* **LÍNEAS EXTRAÍDAS**
————————

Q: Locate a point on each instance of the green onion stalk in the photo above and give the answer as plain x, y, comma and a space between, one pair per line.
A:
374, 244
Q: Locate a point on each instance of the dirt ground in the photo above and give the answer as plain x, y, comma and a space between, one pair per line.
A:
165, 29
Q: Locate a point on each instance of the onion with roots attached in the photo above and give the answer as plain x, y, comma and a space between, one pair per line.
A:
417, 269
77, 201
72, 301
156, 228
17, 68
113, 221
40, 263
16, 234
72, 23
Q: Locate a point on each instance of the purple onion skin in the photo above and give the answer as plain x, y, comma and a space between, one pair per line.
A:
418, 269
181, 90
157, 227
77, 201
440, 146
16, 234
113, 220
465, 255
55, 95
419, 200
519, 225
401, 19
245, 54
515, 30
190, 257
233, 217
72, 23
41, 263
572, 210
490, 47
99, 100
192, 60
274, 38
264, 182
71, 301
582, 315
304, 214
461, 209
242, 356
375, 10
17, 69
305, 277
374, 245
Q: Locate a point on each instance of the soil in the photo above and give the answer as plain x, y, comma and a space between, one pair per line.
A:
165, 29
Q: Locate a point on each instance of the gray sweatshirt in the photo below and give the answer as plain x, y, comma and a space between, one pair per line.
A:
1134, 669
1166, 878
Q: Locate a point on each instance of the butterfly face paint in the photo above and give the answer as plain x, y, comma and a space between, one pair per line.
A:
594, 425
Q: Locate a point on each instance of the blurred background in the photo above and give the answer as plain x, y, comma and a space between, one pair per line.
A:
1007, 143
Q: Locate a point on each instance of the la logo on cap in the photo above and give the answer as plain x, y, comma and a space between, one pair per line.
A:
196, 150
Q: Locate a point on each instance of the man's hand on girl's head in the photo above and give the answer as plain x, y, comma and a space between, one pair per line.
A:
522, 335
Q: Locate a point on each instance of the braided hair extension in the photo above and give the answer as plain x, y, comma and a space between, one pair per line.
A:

————————

* **INSTRUCCIONES DE LA TAREA**
Reescribe íntegramente las líneas anteriores, desde la que contiene "Q: Locate a point on each instance of the man's" hasta la última, ambas incluidas. Desplaza las coordenadas de las respuestas sumando 106 a cada número.

* **RESPUESTA FINAL**
Q: Locate a point on each instance of the man's hand on girl's head in the photo above and give the answer as plain x, y, comma and a space between, one pair per line.
A:
628, 441
Q: Locate a point on each instance of the braided hair extension in the photo above and give the answer as plain x, y, comma and a space between, one pair per line.
A:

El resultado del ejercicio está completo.